- Extracted text
═══

1) The women was subjected to cruelty or harassment,
2) by the husband or his relatives:
3) for or in connection with any demand for dowry;
4) soon before her death.
(22) Section 113-B of the Evidence Act reads as under: 113 B. Presumption as to dowry death.
When the question is whether a person has committed the dowry death of a woman and it is shown Page No.# 10/11 that soon before her death such woman has been subjected by such person to cruelty or harassment for, or in connection with, any demand of dowry, the Court shall presume that such person had caused the dowry death.
Explanation. For the purpose of this section, dowry death shall have the same meaning as in section 304B, of the Indian Penal Code, (45 of 1860) (23) In Gurdip Singh Vs. State of Punjab 2013 (10) SCC 395 it has been held that though the expression "presumed" is not used under Section 304-B IPC, the words "shall be deemed" under Section 304-B carry, literally and under law, the same meaning since the intent and context requires such attribution. Section 304-B IPC on dowry death and Section 113-B of the Evidence Act, 1872, on presumption, were introduced by the same Act i.e. Act 43 of 1986, with effect from 19-11-1986, and Section 498-A IPC and Section 113-A of the Evidence Act were introduced by Act 46 of 1983, with effect from 25-12-1983. The amendments under the Evidence Act are only consequential to the amendments under the Dowry Prohibition Act, 1961 and the Indian Penal Code. It is significant to note that under Section 113-A, the expression is "court may presume" whereas under Section 113-B, the expression is "court shall presume". Parliament did intend the provisions to be more stringent and effective in view of the growing social evil as can be seen from the Statement of Objects and Reasons in the amending Act. Being a mandatory presumption on the guilty conduct of an accused u/s 304-B, it is for the prosecution to first show the availability of all the ingredients of the offence so as to shift the burden of proof in terms of Section 113-B of the Evidence Act. Once all the ingredients are present, the presumption of innocence fades away.

═══

- Questions on the material
**a)** In the dowry-death excerpt, which Act introduced both Section 304-B IPC and Section 113-B of the Evidence Act?
**b)** From the dowry-death excerpt, return the passage starting with "When the question" and going on through "the dowry death.", copied word for word.
**c)** Take the dowry-death excerpt further, picking up from its final sentence.

- Source records
═══

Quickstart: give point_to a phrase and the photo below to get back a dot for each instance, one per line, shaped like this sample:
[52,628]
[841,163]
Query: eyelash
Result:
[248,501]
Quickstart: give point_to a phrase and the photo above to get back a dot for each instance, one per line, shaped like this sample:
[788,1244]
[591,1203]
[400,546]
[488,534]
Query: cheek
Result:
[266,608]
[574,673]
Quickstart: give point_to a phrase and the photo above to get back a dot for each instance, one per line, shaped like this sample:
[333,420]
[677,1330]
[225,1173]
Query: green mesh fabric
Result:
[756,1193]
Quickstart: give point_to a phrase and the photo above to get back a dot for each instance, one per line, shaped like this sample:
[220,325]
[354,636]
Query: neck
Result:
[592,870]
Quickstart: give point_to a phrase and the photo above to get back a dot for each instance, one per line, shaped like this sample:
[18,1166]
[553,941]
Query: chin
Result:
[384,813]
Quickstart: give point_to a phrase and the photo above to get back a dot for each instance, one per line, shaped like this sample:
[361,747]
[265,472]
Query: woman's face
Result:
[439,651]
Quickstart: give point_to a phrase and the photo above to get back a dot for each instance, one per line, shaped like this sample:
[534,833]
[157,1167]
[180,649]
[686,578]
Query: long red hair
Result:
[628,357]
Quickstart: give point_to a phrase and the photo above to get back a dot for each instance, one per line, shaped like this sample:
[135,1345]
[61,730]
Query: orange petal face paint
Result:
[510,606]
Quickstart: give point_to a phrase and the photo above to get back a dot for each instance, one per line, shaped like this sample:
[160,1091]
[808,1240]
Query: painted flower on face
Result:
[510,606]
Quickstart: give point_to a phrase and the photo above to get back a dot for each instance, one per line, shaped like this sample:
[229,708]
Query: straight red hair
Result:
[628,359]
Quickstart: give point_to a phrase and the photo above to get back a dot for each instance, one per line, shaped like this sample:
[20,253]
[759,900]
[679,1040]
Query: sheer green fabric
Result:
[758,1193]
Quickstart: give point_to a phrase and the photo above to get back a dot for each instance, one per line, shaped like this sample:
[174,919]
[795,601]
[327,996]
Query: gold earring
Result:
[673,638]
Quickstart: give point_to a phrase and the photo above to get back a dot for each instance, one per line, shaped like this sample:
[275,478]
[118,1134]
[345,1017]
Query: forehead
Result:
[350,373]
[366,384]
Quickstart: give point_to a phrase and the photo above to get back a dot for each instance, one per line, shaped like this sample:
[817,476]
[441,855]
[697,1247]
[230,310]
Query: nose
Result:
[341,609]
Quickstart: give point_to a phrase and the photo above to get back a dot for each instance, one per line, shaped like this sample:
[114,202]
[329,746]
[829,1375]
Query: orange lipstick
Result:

═══

- Results by task
**a)** Act 43 of 1986, with effect from 19-11-1986.

**b)**
When the question is whether a person has committed the dowry death of a woman and it is shown Page No.# 10/11 that soon before her death such woman has been subjected by such person to cruelty or harassment for, or in connection with, any demand of dowry, the Court shall presume that such person had caused the dowry death.

**c)**
(24) The Apex Court further held in Bipin Jaiswal Vs. State of Andhra Pradesh 2013 (3) SCC 684 that in any case to hold the accused guilty of both the offences u/s 304B and 498A IPC the prosecution is required to prove beyond reasonable doubt that deceased was subjected to cruelty or harassment by the accused.
Page No.# 11/11 (25) Having carefully gone through the entire evidence as discussed above and bearing in mind the legal provisions as mentioned above, this Court is not inclined to accept the findings arrived at by the trial Court as the evidence on record is far below the requirement to prove the ingredients of the offence u/s 304B IPC. Even for drawing the presumption u/s 113B of the Evidence Act for a dowry death, the prosecution needs to prove beyond reasonable doubt that the victim was subjected to cruelty soon before her death but there is no legal evidence to prove the same. Resultantly, the conviction and sentence of the appellant cannot be sustained. Accordingly the appeal is allowed and the impugned judgment and order is hereby quashed and set aside. Accused is set at liberty forthwith.
(26) Send down the LCR along with the copy of judgment.